## Problem requirements
Reproduce the listing in full. Keep every character unchanged.
____
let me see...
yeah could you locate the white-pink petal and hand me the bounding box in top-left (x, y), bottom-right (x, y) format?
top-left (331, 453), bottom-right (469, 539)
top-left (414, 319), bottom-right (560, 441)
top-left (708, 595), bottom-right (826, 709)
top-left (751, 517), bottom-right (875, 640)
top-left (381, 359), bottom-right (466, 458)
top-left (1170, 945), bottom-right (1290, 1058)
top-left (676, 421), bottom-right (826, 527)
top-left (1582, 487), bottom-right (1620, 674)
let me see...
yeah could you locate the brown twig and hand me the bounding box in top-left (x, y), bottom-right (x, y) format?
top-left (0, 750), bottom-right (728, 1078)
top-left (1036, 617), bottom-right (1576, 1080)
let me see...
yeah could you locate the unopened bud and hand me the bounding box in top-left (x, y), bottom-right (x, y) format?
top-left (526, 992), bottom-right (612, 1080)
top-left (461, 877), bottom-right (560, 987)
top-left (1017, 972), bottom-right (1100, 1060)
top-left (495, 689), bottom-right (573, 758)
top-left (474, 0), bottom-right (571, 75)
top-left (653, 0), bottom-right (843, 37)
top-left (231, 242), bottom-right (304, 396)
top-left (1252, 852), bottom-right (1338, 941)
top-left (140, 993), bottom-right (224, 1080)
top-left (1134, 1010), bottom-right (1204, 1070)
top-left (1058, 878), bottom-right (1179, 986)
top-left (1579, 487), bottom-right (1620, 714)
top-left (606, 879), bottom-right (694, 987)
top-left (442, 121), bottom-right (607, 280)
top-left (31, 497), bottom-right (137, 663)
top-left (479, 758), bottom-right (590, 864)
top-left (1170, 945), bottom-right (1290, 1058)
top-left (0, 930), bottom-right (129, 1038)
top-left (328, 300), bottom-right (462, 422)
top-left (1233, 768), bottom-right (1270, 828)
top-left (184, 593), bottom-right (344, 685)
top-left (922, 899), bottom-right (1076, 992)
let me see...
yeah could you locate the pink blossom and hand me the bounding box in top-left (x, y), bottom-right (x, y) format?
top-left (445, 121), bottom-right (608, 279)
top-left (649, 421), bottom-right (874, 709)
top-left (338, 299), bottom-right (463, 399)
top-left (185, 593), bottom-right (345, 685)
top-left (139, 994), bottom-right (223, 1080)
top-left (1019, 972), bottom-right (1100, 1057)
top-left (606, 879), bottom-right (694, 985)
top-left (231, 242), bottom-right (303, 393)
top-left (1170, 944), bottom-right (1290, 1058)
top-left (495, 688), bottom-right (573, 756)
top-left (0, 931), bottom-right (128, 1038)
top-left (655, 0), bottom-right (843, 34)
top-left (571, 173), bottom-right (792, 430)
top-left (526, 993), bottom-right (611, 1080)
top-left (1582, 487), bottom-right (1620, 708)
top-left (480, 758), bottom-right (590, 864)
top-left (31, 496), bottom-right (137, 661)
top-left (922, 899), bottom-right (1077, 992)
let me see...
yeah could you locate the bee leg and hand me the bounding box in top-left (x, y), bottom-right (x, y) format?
____
## Answer section
let me see...
yeah could you locate the white-pink petal and hand me the bounding box in top-left (x, y), bottom-right (x, y) format?
top-left (331, 453), bottom-right (469, 539)
top-left (414, 319), bottom-right (560, 441)
top-left (708, 595), bottom-right (826, 709)
top-left (751, 517), bottom-right (875, 640)
top-left (381, 359), bottom-right (466, 458)
top-left (1170, 945), bottom-right (1290, 1058)
top-left (676, 421), bottom-right (826, 527)
top-left (1582, 487), bottom-right (1620, 674)
let me see...
yeah could you locate the brown twig and hand me the bounding box in top-left (x, y), bottom-right (x, y) format?
top-left (0, 750), bottom-right (728, 1078)
top-left (1036, 617), bottom-right (1576, 1080)
let me see...
yeah could you locate the unopened bud and hand me the bounding box in top-left (x, y), bottom-right (x, y) format?
top-left (526, 992), bottom-right (612, 1080)
top-left (461, 877), bottom-right (560, 987)
top-left (1017, 972), bottom-right (1100, 1060)
top-left (495, 689), bottom-right (573, 758)
top-left (474, 0), bottom-right (571, 75)
top-left (653, 0), bottom-right (843, 37)
top-left (231, 242), bottom-right (304, 396)
top-left (1252, 852), bottom-right (1338, 941)
top-left (140, 993), bottom-right (224, 1080)
top-left (1134, 1010), bottom-right (1204, 1070)
top-left (1058, 878), bottom-right (1179, 986)
top-left (1579, 487), bottom-right (1620, 714)
top-left (606, 879), bottom-right (694, 987)
top-left (442, 121), bottom-right (607, 280)
top-left (31, 497), bottom-right (137, 663)
top-left (479, 758), bottom-right (590, 864)
top-left (1170, 945), bottom-right (1290, 1058)
top-left (0, 930), bottom-right (129, 1038)
top-left (328, 300), bottom-right (462, 422)
top-left (1233, 768), bottom-right (1270, 828)
top-left (184, 593), bottom-right (344, 685)
top-left (922, 899), bottom-right (1076, 992)
let me see...
yeah could you locate the pink blossom and hand me the bounding box in top-left (x, y), bottom-right (x, y) format?
top-left (445, 121), bottom-right (608, 279)
top-left (649, 421), bottom-right (874, 709)
top-left (338, 299), bottom-right (463, 399)
top-left (185, 593), bottom-right (345, 685)
top-left (139, 994), bottom-right (223, 1080)
top-left (1019, 972), bottom-right (1100, 1057)
top-left (606, 879), bottom-right (694, 985)
top-left (231, 242), bottom-right (303, 393)
top-left (1170, 944), bottom-right (1290, 1058)
top-left (495, 688), bottom-right (573, 756)
top-left (0, 931), bottom-right (128, 1038)
top-left (655, 0), bottom-right (843, 34)
top-left (571, 173), bottom-right (792, 430)
top-left (526, 993), bottom-right (611, 1080)
top-left (1582, 487), bottom-right (1620, 708)
top-left (480, 758), bottom-right (590, 864)
top-left (31, 496), bottom-right (137, 661)
top-left (922, 899), bottom-right (1077, 992)
let me see...
yeah could you locate the bee leg and hand me the bounding box in top-left (x, y), bottom-right (x, y) format?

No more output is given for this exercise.